## Exercise task
Gather each line of the items below that contains the word "concrete", and copy every such line in full.

## Entries from an annotation dataset
BEGIN
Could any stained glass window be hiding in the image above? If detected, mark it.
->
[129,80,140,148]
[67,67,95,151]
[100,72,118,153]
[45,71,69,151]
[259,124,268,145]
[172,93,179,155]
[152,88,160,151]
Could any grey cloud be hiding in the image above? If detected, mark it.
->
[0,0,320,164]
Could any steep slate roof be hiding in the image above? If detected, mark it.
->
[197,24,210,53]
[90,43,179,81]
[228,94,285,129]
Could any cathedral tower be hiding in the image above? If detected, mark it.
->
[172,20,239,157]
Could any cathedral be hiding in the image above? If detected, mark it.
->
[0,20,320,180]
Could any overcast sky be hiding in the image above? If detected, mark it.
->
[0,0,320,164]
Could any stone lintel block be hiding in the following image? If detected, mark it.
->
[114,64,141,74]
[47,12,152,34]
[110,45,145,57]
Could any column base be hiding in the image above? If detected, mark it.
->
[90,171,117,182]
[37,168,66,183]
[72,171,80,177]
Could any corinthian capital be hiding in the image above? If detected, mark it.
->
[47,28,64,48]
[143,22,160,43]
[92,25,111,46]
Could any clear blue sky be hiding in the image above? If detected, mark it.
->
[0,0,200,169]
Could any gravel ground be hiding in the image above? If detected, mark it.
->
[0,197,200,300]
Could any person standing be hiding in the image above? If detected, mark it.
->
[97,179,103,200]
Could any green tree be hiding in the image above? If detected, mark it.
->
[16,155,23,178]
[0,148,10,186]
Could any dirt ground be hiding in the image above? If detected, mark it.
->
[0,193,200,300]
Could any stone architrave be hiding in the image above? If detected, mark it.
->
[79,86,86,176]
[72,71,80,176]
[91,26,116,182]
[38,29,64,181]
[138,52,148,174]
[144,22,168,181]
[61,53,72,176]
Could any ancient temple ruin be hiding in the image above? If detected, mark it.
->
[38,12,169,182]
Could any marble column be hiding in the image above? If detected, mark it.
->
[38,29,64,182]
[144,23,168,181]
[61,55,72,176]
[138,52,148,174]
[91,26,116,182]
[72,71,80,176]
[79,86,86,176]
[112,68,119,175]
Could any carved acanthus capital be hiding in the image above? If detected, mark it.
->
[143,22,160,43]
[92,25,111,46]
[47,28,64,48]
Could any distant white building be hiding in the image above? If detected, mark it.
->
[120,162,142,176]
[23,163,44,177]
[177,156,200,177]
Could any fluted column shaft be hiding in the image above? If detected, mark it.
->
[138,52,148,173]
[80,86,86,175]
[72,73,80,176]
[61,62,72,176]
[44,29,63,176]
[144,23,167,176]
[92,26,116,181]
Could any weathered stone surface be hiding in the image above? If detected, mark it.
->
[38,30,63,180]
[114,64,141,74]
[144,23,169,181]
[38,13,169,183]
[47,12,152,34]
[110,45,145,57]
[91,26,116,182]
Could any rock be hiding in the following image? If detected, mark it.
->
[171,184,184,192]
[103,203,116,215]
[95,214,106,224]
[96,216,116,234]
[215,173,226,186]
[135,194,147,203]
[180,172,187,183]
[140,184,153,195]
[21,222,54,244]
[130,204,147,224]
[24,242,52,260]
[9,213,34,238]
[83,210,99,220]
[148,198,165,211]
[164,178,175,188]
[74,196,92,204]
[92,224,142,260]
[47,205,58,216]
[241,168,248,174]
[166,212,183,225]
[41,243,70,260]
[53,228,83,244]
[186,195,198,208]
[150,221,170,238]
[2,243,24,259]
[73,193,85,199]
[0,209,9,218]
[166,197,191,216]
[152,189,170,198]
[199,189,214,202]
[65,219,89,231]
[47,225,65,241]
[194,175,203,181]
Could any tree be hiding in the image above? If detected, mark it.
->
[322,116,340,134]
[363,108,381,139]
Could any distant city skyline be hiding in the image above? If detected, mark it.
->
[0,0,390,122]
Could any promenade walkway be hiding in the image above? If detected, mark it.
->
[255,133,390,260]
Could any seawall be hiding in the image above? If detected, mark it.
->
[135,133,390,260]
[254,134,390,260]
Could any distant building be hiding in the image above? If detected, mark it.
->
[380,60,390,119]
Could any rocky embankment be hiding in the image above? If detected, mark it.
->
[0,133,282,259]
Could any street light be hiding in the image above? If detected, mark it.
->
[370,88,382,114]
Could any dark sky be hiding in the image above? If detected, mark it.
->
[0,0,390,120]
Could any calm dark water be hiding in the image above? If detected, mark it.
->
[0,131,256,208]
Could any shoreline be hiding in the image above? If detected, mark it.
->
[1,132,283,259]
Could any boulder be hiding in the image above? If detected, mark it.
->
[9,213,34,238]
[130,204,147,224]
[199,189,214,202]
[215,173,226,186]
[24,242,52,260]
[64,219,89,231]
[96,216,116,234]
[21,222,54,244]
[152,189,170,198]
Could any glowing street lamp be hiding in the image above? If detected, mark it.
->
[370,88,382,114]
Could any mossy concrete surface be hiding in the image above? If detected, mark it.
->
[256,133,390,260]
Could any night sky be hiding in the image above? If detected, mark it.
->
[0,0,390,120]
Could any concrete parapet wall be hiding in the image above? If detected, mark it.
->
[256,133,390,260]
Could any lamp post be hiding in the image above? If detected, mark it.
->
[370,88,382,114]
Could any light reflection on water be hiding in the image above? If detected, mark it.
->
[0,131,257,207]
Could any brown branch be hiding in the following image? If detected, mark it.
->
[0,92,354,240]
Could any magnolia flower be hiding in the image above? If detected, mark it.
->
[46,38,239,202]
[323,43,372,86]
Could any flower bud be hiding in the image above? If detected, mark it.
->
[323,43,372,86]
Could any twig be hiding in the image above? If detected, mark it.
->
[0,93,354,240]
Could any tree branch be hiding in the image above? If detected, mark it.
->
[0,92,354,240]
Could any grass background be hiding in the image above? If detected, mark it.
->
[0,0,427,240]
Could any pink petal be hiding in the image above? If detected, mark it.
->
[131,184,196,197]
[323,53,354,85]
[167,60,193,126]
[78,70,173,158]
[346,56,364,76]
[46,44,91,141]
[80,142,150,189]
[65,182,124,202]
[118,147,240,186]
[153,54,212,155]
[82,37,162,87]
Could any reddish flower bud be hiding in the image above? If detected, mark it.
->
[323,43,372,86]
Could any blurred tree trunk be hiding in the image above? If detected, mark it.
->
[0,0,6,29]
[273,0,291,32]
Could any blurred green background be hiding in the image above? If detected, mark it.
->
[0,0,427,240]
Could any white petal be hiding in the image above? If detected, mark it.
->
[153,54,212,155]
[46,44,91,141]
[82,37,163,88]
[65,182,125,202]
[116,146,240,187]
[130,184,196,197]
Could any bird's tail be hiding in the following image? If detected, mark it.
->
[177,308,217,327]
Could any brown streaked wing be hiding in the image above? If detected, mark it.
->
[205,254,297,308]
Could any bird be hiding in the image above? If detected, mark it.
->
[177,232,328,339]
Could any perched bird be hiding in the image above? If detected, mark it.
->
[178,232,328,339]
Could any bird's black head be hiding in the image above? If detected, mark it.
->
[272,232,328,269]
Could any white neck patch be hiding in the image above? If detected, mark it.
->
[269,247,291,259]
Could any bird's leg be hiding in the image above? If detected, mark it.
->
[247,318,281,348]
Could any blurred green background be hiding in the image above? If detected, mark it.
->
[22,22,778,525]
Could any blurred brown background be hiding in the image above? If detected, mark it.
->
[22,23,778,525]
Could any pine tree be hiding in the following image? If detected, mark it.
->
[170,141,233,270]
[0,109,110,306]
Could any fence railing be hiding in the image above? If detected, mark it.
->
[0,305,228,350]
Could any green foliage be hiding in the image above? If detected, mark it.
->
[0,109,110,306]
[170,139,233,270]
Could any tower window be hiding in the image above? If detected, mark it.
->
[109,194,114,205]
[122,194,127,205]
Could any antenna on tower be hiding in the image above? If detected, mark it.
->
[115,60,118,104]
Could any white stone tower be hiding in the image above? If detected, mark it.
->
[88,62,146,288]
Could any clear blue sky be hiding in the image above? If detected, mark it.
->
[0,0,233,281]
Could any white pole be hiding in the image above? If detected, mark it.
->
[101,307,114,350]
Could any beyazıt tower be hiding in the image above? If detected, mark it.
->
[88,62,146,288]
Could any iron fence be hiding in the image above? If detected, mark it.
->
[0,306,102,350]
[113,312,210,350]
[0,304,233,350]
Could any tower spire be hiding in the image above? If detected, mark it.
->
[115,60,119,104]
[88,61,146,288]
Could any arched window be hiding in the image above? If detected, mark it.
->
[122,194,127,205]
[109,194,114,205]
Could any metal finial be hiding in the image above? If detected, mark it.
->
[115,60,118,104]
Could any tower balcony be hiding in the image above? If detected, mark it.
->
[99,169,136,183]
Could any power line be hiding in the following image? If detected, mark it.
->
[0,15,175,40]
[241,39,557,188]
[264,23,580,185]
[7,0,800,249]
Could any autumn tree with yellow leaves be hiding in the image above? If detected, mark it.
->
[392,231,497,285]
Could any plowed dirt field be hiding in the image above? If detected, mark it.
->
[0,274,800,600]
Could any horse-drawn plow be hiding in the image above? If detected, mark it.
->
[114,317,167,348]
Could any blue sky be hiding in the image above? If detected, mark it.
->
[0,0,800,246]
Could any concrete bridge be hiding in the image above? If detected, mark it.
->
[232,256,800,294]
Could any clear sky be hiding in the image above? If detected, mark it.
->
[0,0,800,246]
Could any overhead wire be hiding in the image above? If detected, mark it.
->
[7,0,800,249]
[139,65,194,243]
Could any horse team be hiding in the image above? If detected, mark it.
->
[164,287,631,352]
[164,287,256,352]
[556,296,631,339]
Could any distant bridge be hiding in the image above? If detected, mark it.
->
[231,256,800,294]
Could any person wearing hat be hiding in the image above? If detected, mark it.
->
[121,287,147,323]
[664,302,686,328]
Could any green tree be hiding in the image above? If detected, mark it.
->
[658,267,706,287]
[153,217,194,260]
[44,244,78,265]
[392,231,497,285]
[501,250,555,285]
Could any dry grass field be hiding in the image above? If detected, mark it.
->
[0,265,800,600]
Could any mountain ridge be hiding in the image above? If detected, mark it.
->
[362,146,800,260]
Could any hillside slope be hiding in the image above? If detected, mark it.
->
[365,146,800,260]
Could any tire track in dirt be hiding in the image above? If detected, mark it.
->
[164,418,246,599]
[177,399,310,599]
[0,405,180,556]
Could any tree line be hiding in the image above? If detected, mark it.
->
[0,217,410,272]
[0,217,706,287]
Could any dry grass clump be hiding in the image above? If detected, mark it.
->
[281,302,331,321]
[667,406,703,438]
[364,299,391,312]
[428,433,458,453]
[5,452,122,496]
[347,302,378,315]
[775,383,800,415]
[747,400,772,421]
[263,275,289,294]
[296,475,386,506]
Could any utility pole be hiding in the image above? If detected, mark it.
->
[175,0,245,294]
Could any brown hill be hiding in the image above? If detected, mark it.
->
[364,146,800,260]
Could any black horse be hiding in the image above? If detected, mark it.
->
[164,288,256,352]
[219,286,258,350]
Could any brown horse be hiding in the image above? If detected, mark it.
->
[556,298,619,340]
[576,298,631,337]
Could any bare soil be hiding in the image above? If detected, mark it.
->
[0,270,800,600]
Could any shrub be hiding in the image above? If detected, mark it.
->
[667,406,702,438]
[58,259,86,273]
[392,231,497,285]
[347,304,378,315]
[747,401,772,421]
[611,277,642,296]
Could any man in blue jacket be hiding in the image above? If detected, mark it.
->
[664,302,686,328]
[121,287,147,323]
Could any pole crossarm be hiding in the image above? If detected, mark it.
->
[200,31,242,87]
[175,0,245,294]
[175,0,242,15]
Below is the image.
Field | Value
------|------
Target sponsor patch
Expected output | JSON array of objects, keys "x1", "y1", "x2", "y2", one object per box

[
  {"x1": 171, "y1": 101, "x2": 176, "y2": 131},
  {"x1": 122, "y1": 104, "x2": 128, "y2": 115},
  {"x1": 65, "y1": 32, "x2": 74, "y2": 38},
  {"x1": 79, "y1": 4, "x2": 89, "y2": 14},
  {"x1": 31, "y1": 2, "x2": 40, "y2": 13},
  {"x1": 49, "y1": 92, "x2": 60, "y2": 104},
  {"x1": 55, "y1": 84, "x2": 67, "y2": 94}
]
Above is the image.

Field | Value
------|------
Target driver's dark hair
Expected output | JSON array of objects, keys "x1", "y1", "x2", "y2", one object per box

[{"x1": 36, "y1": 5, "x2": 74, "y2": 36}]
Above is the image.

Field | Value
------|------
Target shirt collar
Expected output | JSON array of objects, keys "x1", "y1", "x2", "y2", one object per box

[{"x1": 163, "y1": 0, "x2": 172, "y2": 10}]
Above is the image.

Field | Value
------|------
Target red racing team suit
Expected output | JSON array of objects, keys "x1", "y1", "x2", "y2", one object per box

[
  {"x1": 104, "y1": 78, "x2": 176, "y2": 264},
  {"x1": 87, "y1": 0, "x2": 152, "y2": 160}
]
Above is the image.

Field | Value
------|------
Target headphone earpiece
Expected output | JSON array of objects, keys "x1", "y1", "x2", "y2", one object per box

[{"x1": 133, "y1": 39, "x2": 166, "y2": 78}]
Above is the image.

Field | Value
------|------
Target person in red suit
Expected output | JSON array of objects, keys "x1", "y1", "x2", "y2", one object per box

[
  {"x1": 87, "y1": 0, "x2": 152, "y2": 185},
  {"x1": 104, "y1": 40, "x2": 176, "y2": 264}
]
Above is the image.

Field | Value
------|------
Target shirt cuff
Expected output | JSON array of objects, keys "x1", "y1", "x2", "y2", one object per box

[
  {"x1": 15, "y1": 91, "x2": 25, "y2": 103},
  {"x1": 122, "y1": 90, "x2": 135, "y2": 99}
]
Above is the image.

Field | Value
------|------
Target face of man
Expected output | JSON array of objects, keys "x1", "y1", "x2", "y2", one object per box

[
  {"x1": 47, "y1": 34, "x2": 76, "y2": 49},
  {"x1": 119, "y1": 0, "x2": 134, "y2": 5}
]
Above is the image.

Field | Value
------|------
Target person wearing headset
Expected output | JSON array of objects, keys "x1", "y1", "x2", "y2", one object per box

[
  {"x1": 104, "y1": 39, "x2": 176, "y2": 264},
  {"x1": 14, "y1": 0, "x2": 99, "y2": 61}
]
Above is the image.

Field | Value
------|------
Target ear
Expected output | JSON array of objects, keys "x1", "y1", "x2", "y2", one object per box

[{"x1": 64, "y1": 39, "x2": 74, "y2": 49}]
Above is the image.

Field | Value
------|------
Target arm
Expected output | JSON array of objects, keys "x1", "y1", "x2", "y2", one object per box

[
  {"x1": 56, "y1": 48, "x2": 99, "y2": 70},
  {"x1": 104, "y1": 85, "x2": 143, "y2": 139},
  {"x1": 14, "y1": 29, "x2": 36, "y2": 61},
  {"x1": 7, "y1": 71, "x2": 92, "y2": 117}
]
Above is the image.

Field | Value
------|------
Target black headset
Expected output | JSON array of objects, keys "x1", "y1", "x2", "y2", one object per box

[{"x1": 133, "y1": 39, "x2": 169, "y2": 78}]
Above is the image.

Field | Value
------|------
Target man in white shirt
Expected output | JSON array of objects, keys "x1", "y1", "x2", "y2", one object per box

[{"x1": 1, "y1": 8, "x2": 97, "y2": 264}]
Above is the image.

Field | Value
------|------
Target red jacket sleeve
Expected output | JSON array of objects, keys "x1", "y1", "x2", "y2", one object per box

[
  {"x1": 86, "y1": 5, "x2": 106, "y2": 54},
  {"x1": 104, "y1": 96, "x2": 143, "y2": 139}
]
END
## Correct output
Could any mossy concrete surface be hiding in the image above? If detected, mark it.
Could any concrete parapet wall be hiding in the image above? If detected, mark it.
Could any concrete bridge be hiding in the image above? If detected, mark it.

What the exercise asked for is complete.